■ **Esercizi da svolgere**:
1/ Riportate tutti gli obiettivi che, nel brano sull'evangelizzazione, sono introdotti dalla congiunzione «affinché».
2/ Proseguite il brano sull'evangelizzazione a partire dall'ultima frase riportata.

■ **Brano proposto**:
━━━━━━━━━━━━━━━━━━━━━━━━━━━━━━
Ogni tanto, però, qualche vescovo africano mi dice: «Se presento in Germania progetti sociali, trovo subito le porte aperte. Ma se vengo con un progetto di evangelizzazione, incontro piuttosto riserve». Esiste in alcuni l’idea che i progetti sociali siano da promuovere con massima urgenza, mentre le cose che riguardano Dio o addirittura la fede cattolica siano piuttosto particolari e meno prioritarie. Tuttavia l’esperienza di quei vescovi è proprio che l’evangelizzazione deve avere la precedenza, che il Dio di Gesù Cristo deve essere conosciuto, creduto ed amato, deve convertire i cuori, affinché anche le cose sociali possano progredire, affinché s’avvii la riconciliazione, affinché – per esempio – l’Aids possa essere combattuto affrontando veramente le sue cause profonde e curando i malati con la dovuta attenzione e con amore.
━━━━━━━━━━━━━━━━━━━━━━━━━━━━━━
[Dati di etichettatura delle coordinate]
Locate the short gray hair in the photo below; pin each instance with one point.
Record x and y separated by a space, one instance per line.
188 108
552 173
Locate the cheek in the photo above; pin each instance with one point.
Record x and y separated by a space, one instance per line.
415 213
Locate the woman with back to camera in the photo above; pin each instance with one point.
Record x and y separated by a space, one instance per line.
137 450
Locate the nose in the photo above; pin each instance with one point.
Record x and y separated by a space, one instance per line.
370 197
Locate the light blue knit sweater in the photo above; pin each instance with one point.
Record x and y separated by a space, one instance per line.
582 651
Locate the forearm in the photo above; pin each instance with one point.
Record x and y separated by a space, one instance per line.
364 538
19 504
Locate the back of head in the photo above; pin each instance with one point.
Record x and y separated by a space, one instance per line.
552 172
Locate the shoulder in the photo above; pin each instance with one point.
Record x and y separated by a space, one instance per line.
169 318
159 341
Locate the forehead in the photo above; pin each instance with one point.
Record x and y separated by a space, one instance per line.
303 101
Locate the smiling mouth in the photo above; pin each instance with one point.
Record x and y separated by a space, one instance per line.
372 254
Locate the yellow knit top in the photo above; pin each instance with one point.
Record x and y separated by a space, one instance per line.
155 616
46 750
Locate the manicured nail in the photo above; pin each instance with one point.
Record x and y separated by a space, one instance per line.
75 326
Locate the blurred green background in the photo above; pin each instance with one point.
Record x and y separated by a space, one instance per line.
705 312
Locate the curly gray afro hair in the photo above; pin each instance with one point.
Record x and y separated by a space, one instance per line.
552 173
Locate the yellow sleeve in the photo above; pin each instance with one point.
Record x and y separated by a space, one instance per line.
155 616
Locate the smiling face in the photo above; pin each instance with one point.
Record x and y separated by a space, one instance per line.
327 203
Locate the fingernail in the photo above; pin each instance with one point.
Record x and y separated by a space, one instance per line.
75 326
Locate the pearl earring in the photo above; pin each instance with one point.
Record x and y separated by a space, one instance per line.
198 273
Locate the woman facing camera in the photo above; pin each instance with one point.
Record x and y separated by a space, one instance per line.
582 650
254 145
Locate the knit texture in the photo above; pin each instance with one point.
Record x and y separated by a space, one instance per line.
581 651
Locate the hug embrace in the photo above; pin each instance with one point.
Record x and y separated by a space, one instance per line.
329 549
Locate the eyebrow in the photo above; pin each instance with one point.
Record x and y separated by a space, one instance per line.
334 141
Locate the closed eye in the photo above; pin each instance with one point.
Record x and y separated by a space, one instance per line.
━━━━━━━━━━━━━━━━━━━━━━━━━━━━━━
■ **Risultati per compito**:
1/
- che anche le cose sociali possano progredire
- che s'avvii la riconciliazione
- che l'Aids possa essere combattuto affrontando veramente le sue cause profonde e curando i malati con la dovuta attenzione e con amore

2/
Il fatto sociale e il Vangelo sono semplicemente inscindibili tra loro. Dove portiamo agli uomini soltanto conoscenze, abilità, capacità tecniche e strumenti, là portiamo troppo poco. Allora sopravvengono ben presto i meccanismi della violenza, e la capacità di distruggere e di uccidere diventa prevalente, diventa la capacità per raggiungere il potere – un potere che una volta o l’altra dovrebbe portare il diritto, ma che non ne sarà mai capace. In questo modo ci si allontana sempre di più dalla riconciliazione, dall’impegno comune per la giustizia e l’amore. I criteri, secondo i quali la tecnica entra a servizio del diritto e dell’amore, allora si smarriscono; ma è proprio da questi criteri, che tutto dipende: criteri che non sono soltanto teorie, ma che illuminano il cuore portando così la ragione e l’agire sulla retta via.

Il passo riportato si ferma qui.